From the tobacco cessation interview, pull out word for word the passage between "Dr. Hayes: We" and "recognize the dangers?", inclusive.

··· Quoted passage ···

Tobacco cessation is a continuing topic at CHEST. A panel discussion, Treatment of Nicotine Dependence: What’s New?, will explore the latest developments in quitting tobacco on Wednesday, October 21, from 8:45 am to 9:45 am CT. The session will be available for on-demand viewing 24 hours later on the virtual CHEST 2020 meeting platform through January 18. CHESTDailyNews.org talked with panelist Jackie A. Hayes, MD, FCCP, medical director of the smoking cessation program at Brooke Army Medical Center, ahead of the session.
Daily News: What is the impact of tobacco smoking?
Dr. Hayes: According to the Centers for Disease Control and Prevention, in 2018, 34.2 million Americans—13.7% of adults—smoked in 2018. Smoking is the leading cause of preventable death and about half of smokers die of a smoking-related illness. In the US alone, smoking causes more than 480,000 deaths per year. Smoking cigarettes reduce the life span of the average American by 10 years.
Daily News: What will the panel cover?
Dr. Hayes: We will discuss the most recent guidelines and combination pharmacologic therapies for nicotine dependence, nonpharmacologic approaches, behavioral therapy, and the latest evidence regarding the use of electronic cigarettes for tobacco cessation.
Daily News: What makes it so difficult to stop tobacco even when people recognize the dangers?

··· Data records ···

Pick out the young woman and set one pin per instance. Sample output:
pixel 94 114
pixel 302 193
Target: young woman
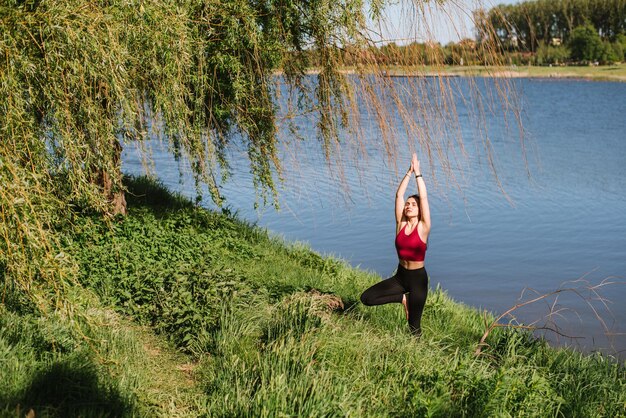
pixel 409 285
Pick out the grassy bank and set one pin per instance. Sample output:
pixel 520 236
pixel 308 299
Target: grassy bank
pixel 187 312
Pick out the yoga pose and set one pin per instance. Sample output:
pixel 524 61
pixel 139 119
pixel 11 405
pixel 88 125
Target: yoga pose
pixel 409 285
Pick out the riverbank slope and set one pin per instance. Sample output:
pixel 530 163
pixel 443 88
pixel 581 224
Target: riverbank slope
pixel 185 312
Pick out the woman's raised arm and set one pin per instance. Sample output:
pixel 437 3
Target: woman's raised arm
pixel 421 189
pixel 400 197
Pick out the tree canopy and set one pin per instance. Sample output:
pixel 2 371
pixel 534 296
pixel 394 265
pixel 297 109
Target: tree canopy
pixel 79 79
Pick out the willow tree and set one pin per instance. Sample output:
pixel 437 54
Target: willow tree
pixel 80 79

···

Reply —
Dr. Hayes: We will discuss the most recent guidelines and combination pharmacologic therapies for nicotine dependence, nonpharmacologic approaches, behavioral therapy, and the latest evidence regarding the use of electronic cigarettes for tobacco cessation.
Daily News: What makes it so difficult to stop tobacco even when people recognize the dangers?